Tally the rows below that contain the string "person", matching case exactly, and reply with only the number.

——————

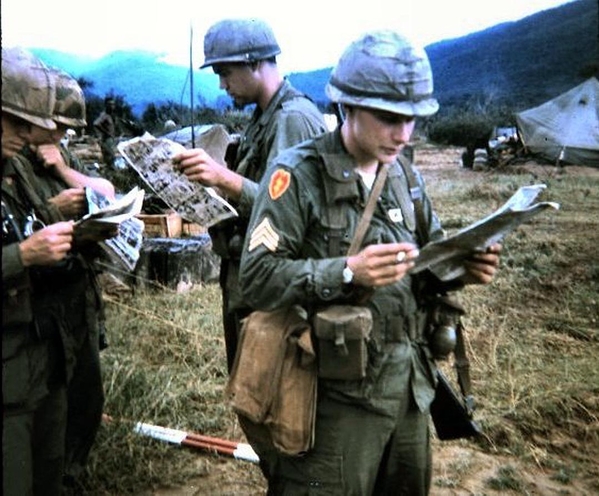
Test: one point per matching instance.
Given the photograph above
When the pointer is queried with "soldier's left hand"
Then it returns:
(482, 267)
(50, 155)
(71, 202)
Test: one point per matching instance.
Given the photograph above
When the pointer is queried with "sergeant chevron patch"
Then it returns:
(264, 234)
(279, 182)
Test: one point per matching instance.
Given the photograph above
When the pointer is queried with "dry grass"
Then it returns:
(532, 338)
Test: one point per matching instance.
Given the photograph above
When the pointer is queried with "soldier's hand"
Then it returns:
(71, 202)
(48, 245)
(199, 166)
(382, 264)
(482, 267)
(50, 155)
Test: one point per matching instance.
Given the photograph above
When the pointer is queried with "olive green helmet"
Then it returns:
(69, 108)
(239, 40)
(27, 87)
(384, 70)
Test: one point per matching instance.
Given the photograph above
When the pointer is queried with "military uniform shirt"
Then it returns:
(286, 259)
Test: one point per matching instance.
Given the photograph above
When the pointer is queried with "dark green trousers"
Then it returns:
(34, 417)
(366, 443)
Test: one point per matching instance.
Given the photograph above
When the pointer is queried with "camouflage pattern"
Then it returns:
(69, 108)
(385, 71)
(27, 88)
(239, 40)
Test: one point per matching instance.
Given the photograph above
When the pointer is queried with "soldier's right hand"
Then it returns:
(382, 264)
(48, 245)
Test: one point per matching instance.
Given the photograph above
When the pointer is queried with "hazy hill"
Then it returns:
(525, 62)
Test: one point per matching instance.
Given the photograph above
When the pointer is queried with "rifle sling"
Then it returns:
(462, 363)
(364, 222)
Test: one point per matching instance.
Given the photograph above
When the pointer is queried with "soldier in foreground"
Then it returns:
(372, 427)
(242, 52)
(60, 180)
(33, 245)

——————

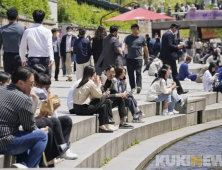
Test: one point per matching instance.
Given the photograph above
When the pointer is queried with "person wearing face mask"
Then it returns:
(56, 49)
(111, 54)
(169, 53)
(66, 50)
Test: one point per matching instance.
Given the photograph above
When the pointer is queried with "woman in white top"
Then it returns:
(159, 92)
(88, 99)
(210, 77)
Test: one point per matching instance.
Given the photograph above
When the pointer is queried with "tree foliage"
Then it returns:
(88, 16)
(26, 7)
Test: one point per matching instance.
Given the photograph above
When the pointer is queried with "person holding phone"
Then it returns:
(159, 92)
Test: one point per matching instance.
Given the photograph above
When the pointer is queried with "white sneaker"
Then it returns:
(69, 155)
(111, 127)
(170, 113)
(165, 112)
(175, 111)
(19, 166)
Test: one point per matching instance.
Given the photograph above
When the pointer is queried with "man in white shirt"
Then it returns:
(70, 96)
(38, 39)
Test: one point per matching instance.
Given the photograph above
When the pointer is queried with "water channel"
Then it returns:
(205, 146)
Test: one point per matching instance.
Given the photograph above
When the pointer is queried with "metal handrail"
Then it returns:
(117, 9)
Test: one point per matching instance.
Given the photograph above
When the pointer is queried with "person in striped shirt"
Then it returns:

——————

◆ Full response
3